Também o Estado deixou de investir na imprensa. Os jornais
tinham suplementos de publicidade obrigatória, que cessou com o advento da
digitalização, “outro rombo financeiro”. E surgiu a “quebra nos hábitos de
consumo de informação”, em ternos convencionais, com o recurso ao computador,
ao telemóvel e a outros meios de transporte e uso fáceis, que disponibilizam
informação, muitas vezes, inteiramente grátis.
Íamos à banca comprar o jornal ou fazíamos a
assinatura; agora, há um modo diferente do acesso à informação, cuja
responsabilidade também é editores que disponibilizam, gratuitamente, a
informação, que tem custos, pois é produzida por pessoas. E o público consome grátis
informação jornalística. Portanto, o entrevistado, vincando que “todo este
ecossistema foi profundamente alterado e isto está estudado”, reconhece o papel
da academia portuguesa que tem feito “um trabalho consistente de estudo das
causas que levaram a este cenário […], que estamos a enfrentar, com o maior dramatismo
natural com a crise na global media”.

- **Lista de atividades**
- A) Retranscreva, do texto sobre a crise da imprensa, o trecho que vai desde "Também o Estado" até "vezes, inteiramente grátis.", inclusive.
- B) No texto sobre a crise da imprensa, por que razão a informação disponibilizada gratuitamente tem custos? Responda em uma a três frases.
- C) Prossiga o texto sobre a crise da imprensa a partir do ponto em que termina.

- **Dados armazenados**

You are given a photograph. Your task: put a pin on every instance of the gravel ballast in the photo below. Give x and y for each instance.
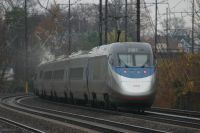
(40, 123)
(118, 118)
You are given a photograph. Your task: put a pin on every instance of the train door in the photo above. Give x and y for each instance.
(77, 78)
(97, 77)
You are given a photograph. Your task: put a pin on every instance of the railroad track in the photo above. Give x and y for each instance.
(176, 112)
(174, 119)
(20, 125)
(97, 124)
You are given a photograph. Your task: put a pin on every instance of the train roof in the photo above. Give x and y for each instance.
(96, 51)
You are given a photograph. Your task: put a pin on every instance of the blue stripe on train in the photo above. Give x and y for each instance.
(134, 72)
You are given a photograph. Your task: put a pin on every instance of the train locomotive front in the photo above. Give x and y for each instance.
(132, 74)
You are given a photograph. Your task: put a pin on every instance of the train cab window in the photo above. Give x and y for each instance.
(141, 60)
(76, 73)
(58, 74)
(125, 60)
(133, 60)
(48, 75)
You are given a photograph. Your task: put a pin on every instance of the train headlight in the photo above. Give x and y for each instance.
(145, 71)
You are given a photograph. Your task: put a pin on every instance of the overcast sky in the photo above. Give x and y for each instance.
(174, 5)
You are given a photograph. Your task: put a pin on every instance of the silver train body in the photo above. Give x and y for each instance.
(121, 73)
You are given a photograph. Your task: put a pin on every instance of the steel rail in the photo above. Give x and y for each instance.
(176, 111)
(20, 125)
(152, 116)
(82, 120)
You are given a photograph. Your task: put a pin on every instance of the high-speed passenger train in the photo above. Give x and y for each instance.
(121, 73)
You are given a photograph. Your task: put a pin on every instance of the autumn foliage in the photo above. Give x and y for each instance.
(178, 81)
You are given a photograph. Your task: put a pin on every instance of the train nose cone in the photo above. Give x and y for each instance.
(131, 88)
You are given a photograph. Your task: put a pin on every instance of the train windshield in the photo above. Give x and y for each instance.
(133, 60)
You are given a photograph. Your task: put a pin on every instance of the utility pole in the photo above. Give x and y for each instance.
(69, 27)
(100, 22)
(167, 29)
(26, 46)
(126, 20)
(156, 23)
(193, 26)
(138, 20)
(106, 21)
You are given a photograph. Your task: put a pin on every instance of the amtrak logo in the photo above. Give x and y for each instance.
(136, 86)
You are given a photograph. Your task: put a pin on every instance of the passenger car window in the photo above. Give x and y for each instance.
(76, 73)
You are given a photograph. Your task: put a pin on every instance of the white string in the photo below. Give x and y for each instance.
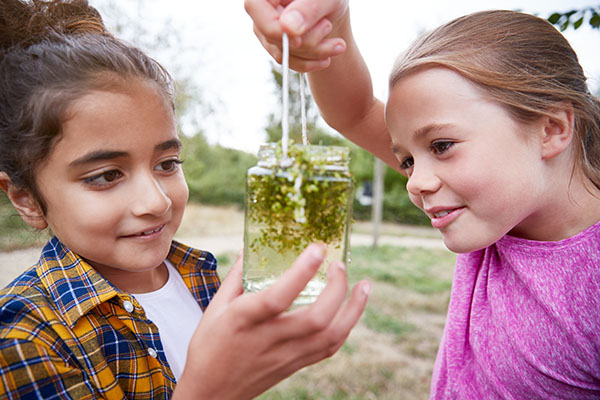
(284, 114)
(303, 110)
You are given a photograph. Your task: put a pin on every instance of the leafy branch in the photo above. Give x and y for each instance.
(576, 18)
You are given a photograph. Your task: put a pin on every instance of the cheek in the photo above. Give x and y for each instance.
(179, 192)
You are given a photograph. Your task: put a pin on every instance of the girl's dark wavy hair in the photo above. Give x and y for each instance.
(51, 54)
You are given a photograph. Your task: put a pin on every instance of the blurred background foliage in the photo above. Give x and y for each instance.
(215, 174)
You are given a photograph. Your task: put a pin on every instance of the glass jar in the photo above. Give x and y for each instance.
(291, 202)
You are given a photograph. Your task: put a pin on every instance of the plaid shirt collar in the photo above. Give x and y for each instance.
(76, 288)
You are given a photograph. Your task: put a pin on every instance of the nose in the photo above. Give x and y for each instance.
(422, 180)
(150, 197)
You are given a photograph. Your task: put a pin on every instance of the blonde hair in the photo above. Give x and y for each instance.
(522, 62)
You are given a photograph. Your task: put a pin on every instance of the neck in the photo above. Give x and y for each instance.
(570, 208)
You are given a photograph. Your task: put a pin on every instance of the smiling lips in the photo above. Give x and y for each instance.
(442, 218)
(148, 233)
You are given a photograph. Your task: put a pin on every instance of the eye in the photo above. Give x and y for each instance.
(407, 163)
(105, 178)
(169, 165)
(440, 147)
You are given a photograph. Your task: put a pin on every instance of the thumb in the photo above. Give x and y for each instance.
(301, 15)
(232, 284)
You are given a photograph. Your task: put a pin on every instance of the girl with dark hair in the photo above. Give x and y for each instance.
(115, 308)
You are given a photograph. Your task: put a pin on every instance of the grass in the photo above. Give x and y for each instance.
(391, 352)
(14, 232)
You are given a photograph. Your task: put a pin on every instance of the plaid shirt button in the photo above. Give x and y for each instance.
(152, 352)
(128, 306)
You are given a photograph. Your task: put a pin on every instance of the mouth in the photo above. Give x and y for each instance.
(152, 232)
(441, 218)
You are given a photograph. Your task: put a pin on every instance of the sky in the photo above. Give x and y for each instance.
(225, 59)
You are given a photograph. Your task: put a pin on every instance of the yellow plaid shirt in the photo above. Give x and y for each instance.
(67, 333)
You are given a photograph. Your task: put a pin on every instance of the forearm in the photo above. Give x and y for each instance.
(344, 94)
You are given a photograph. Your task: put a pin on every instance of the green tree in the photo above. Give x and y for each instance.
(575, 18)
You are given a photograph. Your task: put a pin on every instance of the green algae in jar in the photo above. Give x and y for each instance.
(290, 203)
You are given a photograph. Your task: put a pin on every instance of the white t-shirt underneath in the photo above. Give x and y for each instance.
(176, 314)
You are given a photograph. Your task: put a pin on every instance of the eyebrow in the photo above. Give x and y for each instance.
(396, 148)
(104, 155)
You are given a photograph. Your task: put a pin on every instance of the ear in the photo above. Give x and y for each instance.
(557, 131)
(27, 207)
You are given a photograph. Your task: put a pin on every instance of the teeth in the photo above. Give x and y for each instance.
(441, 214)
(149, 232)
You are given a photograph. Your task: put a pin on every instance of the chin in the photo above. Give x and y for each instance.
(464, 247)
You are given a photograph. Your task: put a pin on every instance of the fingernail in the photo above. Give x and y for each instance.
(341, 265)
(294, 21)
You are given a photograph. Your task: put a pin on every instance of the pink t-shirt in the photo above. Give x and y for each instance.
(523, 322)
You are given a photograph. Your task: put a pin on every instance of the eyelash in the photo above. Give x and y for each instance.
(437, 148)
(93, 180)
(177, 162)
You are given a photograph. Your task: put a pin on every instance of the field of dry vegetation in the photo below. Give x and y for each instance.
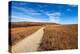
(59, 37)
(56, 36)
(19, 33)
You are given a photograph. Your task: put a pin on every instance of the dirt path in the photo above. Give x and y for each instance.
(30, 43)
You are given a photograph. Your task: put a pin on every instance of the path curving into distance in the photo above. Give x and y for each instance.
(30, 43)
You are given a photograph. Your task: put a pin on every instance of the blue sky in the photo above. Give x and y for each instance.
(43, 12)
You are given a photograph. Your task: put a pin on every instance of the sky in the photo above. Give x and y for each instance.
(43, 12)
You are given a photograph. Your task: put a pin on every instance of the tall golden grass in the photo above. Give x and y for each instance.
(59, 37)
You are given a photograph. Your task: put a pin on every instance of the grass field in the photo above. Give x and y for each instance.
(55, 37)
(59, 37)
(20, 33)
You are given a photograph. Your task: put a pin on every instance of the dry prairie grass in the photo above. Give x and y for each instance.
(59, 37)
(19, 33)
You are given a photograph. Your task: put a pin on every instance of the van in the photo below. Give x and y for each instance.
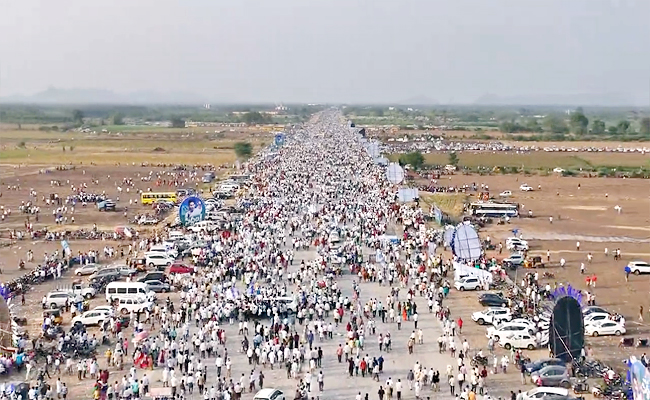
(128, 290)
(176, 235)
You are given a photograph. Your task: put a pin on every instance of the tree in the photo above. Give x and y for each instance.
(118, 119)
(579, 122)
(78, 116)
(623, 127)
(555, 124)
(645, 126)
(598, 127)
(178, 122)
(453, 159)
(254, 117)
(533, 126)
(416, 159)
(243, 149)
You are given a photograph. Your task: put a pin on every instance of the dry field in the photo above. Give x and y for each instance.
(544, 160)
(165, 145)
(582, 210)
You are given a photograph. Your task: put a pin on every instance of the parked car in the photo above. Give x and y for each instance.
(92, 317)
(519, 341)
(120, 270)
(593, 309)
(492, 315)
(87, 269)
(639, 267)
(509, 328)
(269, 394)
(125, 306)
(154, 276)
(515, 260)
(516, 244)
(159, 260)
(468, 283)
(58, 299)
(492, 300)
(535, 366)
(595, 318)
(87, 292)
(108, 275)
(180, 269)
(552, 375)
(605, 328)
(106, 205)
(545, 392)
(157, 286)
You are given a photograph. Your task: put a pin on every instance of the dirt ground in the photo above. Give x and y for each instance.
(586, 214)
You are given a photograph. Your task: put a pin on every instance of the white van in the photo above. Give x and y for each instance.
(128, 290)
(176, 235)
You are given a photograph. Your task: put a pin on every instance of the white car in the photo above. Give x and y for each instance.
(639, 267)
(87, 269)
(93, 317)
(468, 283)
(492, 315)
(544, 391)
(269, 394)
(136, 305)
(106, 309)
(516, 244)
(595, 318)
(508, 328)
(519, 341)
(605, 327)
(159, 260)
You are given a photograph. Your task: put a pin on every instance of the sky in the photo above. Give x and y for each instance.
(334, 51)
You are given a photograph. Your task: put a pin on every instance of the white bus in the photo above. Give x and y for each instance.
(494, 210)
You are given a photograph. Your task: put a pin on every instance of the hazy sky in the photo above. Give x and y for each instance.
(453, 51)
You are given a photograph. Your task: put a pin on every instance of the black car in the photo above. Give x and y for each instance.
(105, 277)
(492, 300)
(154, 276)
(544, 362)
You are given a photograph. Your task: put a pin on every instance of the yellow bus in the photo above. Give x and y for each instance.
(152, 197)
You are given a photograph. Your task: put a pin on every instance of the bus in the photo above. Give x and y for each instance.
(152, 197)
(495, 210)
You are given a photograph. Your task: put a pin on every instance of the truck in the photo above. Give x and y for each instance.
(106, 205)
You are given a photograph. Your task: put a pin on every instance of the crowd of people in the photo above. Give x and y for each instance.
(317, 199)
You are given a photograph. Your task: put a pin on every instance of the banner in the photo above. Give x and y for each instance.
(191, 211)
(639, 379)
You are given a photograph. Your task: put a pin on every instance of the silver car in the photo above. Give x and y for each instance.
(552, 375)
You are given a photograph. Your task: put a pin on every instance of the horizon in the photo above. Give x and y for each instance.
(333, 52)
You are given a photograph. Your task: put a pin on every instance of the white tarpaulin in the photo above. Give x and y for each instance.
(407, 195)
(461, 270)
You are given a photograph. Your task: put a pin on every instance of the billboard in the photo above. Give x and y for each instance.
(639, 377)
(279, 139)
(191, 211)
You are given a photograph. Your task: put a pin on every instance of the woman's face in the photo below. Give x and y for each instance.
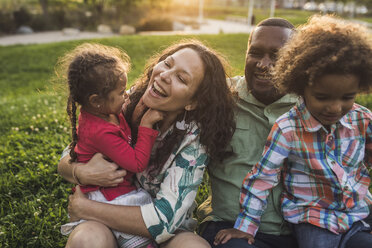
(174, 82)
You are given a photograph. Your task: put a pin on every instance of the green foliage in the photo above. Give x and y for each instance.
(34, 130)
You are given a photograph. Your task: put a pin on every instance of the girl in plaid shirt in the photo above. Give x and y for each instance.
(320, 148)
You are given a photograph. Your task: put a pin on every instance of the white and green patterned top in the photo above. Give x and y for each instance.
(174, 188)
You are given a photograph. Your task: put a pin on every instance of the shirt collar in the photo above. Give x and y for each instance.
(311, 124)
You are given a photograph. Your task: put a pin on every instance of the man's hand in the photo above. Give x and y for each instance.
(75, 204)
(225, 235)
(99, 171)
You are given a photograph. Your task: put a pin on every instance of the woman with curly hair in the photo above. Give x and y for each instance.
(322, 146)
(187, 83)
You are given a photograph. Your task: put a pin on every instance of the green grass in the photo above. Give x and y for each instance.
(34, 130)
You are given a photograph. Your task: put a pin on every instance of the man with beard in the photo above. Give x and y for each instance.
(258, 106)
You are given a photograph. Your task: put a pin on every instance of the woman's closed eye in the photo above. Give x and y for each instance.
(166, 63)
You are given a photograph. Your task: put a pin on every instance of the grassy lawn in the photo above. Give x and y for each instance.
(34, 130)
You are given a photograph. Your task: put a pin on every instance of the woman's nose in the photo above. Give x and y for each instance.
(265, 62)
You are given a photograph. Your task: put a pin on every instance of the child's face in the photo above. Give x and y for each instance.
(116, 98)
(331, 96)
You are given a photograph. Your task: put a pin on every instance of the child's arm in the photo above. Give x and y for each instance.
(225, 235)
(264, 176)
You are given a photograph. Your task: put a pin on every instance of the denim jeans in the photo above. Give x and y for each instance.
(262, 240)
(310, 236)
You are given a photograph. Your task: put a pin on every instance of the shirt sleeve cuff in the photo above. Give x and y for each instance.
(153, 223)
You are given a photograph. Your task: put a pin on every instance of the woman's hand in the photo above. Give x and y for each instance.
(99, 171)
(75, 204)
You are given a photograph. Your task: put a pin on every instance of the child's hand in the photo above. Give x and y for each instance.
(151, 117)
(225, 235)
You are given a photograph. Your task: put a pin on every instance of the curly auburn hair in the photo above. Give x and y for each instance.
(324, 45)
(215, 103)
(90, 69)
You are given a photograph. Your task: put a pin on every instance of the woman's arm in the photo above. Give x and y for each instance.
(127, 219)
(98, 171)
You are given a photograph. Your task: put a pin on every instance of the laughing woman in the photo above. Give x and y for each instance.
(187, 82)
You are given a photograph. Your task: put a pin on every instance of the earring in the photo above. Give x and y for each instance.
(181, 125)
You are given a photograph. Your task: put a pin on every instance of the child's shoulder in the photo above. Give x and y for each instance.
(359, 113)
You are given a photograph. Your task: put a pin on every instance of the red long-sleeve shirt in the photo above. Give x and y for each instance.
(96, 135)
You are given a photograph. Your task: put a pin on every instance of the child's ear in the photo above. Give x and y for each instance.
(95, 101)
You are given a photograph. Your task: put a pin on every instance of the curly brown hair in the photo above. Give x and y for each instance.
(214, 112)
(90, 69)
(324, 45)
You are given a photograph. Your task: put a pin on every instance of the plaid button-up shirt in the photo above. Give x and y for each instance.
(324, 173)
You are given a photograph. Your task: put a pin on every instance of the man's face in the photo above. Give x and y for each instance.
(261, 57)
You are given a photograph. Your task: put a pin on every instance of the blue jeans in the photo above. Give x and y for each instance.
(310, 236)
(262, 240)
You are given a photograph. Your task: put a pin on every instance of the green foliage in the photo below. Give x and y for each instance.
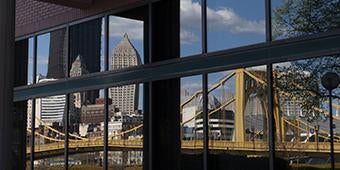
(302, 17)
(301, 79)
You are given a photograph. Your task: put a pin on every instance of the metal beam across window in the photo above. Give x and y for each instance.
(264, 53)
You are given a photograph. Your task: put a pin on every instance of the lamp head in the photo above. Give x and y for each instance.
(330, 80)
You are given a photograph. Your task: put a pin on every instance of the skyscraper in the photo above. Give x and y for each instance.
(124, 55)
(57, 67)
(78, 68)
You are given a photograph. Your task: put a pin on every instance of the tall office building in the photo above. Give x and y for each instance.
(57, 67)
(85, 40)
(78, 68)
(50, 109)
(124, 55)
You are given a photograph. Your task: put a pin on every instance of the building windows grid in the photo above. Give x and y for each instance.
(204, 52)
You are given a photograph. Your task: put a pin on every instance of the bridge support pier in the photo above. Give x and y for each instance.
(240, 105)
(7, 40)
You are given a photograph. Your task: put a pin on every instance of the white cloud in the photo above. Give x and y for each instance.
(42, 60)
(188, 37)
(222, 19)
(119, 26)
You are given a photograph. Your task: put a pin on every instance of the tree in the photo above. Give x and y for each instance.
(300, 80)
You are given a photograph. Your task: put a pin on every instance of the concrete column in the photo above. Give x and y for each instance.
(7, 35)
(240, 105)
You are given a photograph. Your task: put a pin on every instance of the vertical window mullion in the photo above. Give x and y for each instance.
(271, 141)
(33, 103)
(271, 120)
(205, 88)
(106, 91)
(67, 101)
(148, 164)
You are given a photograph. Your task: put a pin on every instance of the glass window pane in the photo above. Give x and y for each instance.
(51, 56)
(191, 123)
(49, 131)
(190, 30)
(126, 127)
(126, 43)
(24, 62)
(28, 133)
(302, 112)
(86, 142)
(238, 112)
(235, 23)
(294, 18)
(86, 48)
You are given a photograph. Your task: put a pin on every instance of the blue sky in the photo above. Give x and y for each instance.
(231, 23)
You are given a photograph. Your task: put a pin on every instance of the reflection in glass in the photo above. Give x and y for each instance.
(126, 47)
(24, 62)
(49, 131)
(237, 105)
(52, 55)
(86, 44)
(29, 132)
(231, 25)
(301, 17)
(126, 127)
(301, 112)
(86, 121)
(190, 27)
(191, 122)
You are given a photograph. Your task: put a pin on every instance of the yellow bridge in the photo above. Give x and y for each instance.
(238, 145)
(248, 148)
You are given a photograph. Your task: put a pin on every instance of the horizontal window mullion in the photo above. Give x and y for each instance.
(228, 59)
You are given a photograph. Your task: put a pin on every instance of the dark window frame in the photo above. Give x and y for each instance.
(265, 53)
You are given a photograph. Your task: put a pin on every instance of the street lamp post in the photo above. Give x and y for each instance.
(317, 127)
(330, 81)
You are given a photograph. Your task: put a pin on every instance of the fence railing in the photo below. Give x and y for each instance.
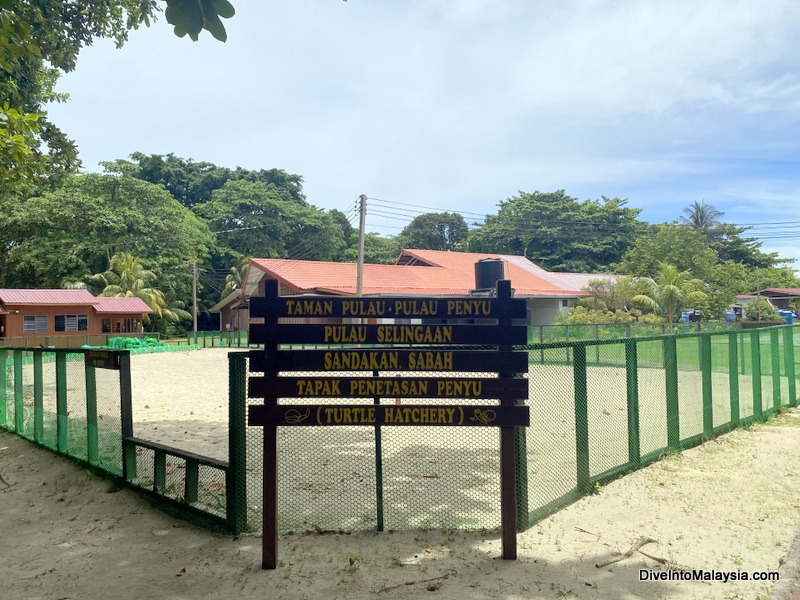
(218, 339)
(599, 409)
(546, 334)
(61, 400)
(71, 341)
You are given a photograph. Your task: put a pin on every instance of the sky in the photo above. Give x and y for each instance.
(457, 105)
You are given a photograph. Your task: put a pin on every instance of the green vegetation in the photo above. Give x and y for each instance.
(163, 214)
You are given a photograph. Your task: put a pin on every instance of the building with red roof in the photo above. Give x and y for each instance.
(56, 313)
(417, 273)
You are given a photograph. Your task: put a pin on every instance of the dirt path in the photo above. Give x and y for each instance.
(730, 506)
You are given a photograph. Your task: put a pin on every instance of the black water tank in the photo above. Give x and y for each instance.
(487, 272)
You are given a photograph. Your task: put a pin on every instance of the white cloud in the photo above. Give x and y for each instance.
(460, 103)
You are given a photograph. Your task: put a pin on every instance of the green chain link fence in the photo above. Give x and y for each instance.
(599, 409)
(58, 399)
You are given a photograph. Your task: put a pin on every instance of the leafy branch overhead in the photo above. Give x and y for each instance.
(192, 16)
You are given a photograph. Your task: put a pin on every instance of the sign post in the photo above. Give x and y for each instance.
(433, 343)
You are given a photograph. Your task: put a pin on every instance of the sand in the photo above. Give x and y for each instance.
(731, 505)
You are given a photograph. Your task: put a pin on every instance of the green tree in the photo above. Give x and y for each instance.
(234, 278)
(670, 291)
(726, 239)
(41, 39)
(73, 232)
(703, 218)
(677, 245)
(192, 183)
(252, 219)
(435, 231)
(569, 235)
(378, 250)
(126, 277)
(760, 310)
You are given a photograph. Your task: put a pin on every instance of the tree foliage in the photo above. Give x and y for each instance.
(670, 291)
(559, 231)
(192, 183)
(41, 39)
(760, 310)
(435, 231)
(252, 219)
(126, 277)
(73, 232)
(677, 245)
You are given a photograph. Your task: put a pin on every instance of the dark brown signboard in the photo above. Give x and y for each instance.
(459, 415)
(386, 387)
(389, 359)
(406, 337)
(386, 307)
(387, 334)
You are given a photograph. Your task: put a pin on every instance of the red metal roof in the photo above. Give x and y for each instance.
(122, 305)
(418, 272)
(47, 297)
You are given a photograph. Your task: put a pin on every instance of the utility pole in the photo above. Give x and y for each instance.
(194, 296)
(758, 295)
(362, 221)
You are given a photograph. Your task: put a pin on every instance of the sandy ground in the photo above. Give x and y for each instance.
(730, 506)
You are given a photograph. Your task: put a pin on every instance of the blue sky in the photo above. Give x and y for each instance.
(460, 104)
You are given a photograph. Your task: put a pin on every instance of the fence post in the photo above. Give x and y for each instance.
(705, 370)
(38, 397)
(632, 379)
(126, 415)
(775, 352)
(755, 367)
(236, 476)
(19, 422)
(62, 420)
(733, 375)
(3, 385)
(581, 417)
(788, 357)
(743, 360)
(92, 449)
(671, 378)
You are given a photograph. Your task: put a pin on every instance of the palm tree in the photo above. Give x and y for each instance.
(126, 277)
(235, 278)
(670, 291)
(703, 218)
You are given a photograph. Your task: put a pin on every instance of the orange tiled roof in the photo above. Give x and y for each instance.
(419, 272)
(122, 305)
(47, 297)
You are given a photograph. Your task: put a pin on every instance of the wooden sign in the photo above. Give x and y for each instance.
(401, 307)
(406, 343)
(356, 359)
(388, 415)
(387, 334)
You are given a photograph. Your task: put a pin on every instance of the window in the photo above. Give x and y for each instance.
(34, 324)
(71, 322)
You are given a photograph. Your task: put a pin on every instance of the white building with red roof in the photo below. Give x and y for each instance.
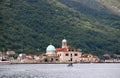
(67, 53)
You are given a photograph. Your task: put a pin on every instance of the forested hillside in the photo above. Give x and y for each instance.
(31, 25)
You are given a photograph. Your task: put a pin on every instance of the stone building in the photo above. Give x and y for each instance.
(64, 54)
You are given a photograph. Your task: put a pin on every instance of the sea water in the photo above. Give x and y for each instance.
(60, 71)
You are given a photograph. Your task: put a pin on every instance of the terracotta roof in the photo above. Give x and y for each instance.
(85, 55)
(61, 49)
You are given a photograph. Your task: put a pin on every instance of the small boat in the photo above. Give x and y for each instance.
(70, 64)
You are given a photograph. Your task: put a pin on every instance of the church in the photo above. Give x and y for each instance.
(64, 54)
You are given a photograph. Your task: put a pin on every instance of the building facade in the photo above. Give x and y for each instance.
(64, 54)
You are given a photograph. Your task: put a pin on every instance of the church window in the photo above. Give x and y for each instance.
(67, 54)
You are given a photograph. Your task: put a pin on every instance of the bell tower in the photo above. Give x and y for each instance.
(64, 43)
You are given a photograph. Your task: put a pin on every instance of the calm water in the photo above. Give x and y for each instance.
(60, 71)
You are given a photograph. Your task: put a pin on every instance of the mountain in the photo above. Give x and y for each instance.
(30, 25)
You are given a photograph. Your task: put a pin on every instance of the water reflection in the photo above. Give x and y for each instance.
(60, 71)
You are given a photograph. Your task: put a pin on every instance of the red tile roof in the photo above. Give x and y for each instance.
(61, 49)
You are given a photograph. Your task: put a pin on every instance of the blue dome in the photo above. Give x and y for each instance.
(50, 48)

- **Respostas por tarefa**
- A)
Também o Estado deixou de investir na imprensa. Os jornais
tinham suplementos de publicidade obrigatória, que cessou com o advento da
digitalização, “outro rombo financeiro”. E surgiu a “quebra nos hábitos de
consumo de informação”, em ternos convencionais, com o recurso ao computador,
ao telemóvel e a outros meios de transporte e uso fáceis, que disponibilizam
informação, muitas vezes, inteiramente grátis.

- B) A informação tem custos porque é produzida por pessoas. Mesmo assim, os editores disponibilizam-na gratuitamente e o público consome grátis a informação jornalística.

- C)
Admite que será fatal “o fim da edição em papel da maioria das publicações” ou de quase todas,
se não se inverte a situação. E pensa que pode ser invertida,
parcialmente, a situação, se houver (o que a AIIC vem defendendo, há vários
anos) uma política do Estado de “combate à iliteracia”, isto é, se houver
medidas que outras democracias avançadas, nomeadamente na geografia europeia,
estão a implementar, já há algum tempo, com sucesso, como o incentivo ao
consumo de informação jornalística, produzida, tanto em papel, como pela via
digital. Aí, o Estado tem papel relevante, promovendo um pacto de regime, como
defendia o Presidente da República, já antes da pandemia, com iniciativas nesse
sentido. O Estado e os agentes políticos devem decidir se querem uma
comunicação social plural em todo o território.
Tem a sensação de que “há um querer envergonhado”, sem
ousadia, sem assertividade. Os dirigentes associativos são recebidos pelos
grupos parlamentares na Assembleia da República (AR), onde estão os eleitos que
representam todos os Portugueses, e ouvem palavras de muita simpatia, com
exceção de um partido que “confere ao mercado a regulação”, ou seja, que
defende “ser o mercado a decidir se, de facto, deve haver ou não deve haver
[empresas de comunicação social]” ou “se os jornais devem morrer”. Porém, “a
grande maioria dos partidos concorda que deve haver uma democracia plural, com
órgãos jornalísticos saudáveis que tenham jornalistas a trabalhar com
independência em prol da verdade informativa”.
Para tanto, são necessárias
medidas. Segundo a AIIC, “é
fundamental o combate à iliteracia”, de modo que a população perceba a importância
de um “órgão jornalístico no seu território”.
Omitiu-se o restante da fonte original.